**EXERCISE DIRECTIONS**
Please show every line from the entries that carries the word "door".

Stored records
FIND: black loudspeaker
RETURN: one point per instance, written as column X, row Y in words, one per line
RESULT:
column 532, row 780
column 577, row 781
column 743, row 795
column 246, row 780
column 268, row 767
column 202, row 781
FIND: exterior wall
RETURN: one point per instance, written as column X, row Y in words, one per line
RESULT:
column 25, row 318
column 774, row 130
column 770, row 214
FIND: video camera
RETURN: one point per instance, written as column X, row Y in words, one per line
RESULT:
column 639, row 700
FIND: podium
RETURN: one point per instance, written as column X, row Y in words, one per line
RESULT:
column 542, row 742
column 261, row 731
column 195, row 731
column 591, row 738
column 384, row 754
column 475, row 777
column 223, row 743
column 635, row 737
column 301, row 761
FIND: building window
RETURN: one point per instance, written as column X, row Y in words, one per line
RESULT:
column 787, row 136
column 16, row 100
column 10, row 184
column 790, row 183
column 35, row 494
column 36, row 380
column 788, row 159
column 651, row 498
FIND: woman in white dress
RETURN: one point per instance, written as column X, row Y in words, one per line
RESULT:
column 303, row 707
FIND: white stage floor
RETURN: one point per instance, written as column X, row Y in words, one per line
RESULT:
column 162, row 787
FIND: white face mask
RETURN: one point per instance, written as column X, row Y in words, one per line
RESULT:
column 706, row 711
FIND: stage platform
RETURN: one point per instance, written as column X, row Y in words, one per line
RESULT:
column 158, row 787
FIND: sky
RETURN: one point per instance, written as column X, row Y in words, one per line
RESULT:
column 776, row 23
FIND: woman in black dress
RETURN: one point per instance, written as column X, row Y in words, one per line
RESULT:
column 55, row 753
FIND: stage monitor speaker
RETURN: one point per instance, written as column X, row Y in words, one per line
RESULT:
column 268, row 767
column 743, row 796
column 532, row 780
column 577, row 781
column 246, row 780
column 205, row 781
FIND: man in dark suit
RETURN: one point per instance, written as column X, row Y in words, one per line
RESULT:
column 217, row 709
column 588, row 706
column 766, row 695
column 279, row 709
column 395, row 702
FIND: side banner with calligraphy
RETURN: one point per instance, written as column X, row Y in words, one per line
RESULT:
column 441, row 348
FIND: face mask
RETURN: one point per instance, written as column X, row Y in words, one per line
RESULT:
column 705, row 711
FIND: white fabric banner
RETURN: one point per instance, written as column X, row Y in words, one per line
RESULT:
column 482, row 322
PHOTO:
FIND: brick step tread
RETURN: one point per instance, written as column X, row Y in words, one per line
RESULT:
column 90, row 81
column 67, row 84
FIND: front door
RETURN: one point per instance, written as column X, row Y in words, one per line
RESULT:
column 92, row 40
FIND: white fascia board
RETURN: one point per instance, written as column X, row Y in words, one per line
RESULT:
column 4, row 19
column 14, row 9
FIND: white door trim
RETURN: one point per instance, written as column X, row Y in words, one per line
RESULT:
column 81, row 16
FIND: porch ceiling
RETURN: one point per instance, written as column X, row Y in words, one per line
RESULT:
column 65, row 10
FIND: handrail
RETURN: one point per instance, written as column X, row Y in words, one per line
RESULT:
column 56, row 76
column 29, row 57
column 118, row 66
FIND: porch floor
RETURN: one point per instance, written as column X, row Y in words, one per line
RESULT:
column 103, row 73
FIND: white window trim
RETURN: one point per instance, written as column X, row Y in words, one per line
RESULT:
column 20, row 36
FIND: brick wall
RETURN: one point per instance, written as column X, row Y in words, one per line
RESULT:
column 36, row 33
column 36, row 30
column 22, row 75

**WRITTEN ANSWER**
FIND: front door
FIND: white door trim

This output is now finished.